**Избранный отрывок**
* * *

3. Регрессия к аффективной памяти и привычным автоматическим движениям.
Здесь можно быть очень кратким, так как эти явления общеизвестны. Особенно психоанализ сделал многое для выяснения того, что фобии, непонятные антипатии, симпатии и т. д. объясняются биографией больного. Здесь мы имеем, с одной стороны, амнезию данного события во всем том, что касается высших видов памяти, а с другой — аффективную гипермнезию по отношению к этому событию.
Нет оснований ввиду достаточной выясненности вопроса останавливаться на нем. Но одно обстоятельство следует подчеркнуть. Фобии и т. п. явления в единственном числе встречаются скорее у более здоровых. У сильных же психопатов мы имеем обыкновенно обилие подобных явлений. Вот психопатка А. Б. Я гуляю с ней. Она боится идти по высокому мосту, хотя нет никакой опасности упасть. Она не любит клуба в данном учреждении, так как он под землей, и ей кажется, что не хватит воздуха. На вокзале она нервно закричала, когда оказалась в углу и вдруг путь из этого угла загородили на несколько минут лавкой. Если считать, что фобии, как это доказывает психоанализ, объясняются биографией больного, то следует сказать, что мы имеем дело с гипертрофированной, я бы сказал, с расторможенной аффективной памятью, с аффективной гипермнезией.
Еще меньше можно останавливаться на регрессии в автоматические движения, объясняемые биографией больного: так много было высказано уже раньше авторитетными исследователями убедительных предположений о таком происхождении многих подобных движений и поз, например у шизофреников. Наряду с выпадением высших функций мы видим здесь повышенную сравнительно с тем, что наблюдаем у нормальных людей, репродукцию прежних движений.
В заключение я еще раз должен предупредить, что психическая болезнь — явление очень сложное, и я максимально далек от того, чтобы сводить ее к вышеописанным явлениям регрессии от мышления к низшим стадиям памяти. Я хотел только доказать, что в этом сложном явлении имеет место и данное частное явление, которое до сих пор трактовалось скорее как ряд отдельных симптомов, а не система их.

* * *

**Набор заданий**
[A] Чем, согласно отрывку о регрессии к аффективной памяти, объясняются фобии, непонятные антипатии и симпатии?
[B] Воспроизведите без изменений часть отрывка о регрессии к аффективной памяти: начните с места, где стоят слова «3. Регрессия к», и остановитесь после слов «к этому событию.».

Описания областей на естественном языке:

* * *

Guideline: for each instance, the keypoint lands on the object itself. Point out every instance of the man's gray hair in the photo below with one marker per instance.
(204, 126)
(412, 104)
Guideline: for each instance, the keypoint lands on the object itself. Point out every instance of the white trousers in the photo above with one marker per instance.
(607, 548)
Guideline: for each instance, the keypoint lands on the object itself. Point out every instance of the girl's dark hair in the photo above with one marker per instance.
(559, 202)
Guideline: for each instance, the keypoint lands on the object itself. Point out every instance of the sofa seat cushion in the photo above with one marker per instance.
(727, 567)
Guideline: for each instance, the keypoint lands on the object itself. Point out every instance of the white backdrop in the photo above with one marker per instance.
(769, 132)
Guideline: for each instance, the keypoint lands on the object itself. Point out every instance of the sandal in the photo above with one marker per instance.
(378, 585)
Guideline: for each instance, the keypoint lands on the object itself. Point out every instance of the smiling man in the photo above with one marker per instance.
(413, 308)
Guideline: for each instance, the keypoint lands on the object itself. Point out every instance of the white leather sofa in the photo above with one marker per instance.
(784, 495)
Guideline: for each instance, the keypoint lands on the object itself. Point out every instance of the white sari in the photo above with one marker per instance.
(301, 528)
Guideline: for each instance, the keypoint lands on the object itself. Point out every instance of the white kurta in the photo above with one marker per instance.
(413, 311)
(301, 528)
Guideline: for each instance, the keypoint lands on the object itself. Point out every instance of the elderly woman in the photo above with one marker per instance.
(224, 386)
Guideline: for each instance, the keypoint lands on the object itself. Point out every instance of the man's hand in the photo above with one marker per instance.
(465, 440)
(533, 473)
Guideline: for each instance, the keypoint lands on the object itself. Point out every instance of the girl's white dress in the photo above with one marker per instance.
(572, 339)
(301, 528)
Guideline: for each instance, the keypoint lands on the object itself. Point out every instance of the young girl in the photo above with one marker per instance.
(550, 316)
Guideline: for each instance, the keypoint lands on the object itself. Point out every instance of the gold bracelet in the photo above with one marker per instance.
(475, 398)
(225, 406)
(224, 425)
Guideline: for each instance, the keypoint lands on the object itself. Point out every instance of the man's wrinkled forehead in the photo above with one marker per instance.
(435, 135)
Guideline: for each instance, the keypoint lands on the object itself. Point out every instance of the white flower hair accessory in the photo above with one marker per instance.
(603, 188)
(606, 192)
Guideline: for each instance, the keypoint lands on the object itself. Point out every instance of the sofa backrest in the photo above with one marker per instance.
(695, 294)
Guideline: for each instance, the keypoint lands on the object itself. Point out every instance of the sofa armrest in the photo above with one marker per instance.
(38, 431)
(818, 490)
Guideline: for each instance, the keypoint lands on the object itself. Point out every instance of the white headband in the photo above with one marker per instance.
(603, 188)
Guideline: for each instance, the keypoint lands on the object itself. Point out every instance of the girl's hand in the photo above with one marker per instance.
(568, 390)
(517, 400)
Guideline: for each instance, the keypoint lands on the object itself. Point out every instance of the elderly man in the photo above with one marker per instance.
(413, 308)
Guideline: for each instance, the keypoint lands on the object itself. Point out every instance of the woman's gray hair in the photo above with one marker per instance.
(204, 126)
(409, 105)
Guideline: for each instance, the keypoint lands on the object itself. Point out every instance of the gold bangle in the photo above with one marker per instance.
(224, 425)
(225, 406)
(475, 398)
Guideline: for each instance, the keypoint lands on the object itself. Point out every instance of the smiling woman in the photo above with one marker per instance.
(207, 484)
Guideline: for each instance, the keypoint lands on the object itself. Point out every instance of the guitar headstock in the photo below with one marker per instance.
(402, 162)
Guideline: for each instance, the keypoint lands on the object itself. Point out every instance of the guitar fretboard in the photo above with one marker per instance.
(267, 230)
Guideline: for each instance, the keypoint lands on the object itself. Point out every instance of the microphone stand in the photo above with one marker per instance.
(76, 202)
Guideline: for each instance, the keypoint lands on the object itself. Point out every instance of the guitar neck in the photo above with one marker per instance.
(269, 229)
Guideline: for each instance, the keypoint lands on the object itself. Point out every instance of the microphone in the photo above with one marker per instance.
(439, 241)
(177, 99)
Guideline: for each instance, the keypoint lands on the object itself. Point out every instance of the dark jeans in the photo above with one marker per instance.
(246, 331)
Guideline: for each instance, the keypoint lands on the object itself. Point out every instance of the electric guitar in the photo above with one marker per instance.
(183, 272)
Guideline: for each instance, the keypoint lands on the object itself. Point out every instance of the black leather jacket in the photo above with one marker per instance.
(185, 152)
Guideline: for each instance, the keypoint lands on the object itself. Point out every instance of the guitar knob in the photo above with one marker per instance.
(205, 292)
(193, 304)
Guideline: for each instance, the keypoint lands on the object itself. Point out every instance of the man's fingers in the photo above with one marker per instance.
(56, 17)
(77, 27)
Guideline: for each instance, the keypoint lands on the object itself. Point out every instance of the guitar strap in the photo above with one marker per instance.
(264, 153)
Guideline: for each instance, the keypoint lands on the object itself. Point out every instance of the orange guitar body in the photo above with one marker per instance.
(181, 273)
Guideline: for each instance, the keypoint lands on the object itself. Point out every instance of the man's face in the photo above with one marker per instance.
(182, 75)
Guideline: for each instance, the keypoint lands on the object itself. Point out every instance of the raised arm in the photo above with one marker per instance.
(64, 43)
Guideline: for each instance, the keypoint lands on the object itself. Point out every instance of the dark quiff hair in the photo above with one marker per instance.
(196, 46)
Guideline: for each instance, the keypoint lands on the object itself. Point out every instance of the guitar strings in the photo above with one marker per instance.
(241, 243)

* * *

**Ответы к заданиям**
[A] Биографией больного.

[B]
3. Регрессия к аффективной памяти и привычным автоматическим движениям.
Здесь можно быть очень кратким, так как эти явления общеизвестны. Особенно психоанализ сделал многое для выяснения того, что фобии, непонятные антипатии, симпатии и т. д. объясняются биографией больного. Здесь мы имеем, с одной стороны, амнезию данного события во всем том, что касается высших видов памяти, а с другой — аффективную гипермнезию по отношению к этому событию.